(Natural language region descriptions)
════
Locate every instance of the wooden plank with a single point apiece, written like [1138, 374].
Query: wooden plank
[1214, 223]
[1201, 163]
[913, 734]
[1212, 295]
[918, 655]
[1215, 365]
════
Your objective: Would you please transcribe all of the entries above exactly?

Exercise answer:
Locate every instance of the wooden plank with a single point apiece, written like [1138, 374].
Query: wooden plank
[1214, 223]
[1201, 163]
[913, 734]
[1212, 295]
[918, 655]
[1215, 365]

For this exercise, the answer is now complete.